● **What this exercise asks**
#1 Could you sum up the book review below in two sentences?
#2 Will you reproduce the book review below word for word, everything from "It finally dawns" down to "for their anger."?

● **Source document**
-*-*-

How's this for a description of the whole event? "An entire social class is peeling the velvet off the bars and tasting the steel." Get the idea?
It finally dawns on them, amid the chatter of countless dinner parties up and down the length and breadth of the country, that they are now the new oppressed, the new underclass. They feel as downtrodden as any of the Third World poor but unlike them they are able and willing to join the class struggle. These folks are "... tired of being used. And don't like the kind of people they've become ... they hate their lives and are doing something about it."
Revolution follows. London burns. Violent clashes with police, civil disobedience and demonstrations against the establishment. Shopping malls, banks, DIY centres, cinemas, video stores all become targets for their anger.
Bookshops, museums and art galleries are attacked as being exploiters of the middle class. We watch in fascination as doctors, solicitors and architects march together and storm the BBC. Inside the gated communities of the capital the residents have upturned their Volvos, manned the barricades and filled Perrier bottles with petrol to throw at the police.
This is Anarchy in the UK as you've never seen it before. The professional classes in suburbia, with their smart gardens, their labradors and Land Cruisers sitting in the driveway, have gone berserk. Ringleaders urge them towards a violent uprising "... to set people free from all this culture and education ... they're just ways of trapping the middle class and making them docile."
In the middle of all this, the main character tries to find out why his ex-wife was killed by a bomb at Heathrow.
Millennium People is a darkly satirical, hardnosed take on life in 21st Century Britain. A brilliant, unsettling and brutal novel that challenges the status quo and gets you thinking.

-*-*-

● **Listing**

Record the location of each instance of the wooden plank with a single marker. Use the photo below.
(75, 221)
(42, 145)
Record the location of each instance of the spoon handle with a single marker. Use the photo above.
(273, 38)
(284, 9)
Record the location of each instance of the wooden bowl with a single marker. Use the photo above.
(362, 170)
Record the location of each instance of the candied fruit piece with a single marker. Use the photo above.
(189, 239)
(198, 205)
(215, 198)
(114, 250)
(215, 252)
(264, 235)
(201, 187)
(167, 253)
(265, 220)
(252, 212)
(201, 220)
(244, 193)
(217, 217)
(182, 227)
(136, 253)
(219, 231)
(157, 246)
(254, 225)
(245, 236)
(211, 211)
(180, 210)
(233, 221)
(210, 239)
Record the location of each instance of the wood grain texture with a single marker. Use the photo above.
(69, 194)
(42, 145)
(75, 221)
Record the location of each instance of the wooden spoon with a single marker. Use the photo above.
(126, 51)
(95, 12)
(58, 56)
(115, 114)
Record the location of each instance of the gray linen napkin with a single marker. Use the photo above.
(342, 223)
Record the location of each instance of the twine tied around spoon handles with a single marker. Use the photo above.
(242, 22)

-*-*-

● **Task-by-task answers**
#1 Millennium People is a darkly satirical novel about 21st Century Britain in which the middle class, feeling like the new oppressed underclass, rises in violent revolution while London burns and targets from shopping malls to the BBC come under attack. In the middle of this, the main character tries to find out why his ex-wife was killed by a bomb at Heathrow.

#2
It finally dawns on them, amid the chatter of countless dinner parties up and down the length and breadth of the country, that they are now the new oppressed, the new underclass. They feel as downtrodden as any of the Third World poor but unlike them they are able and willing to join the class struggle. These folks are "... tired of being used. And don't like the kind of people they've become ... they hate their lives and are doing something about it."
Revolution follows. London burns. Violent clashes with police, civil disobedience and demonstrations against the establishment. Shopping malls, banks, DIY centres, cinemas, video stores all become targets for their anger.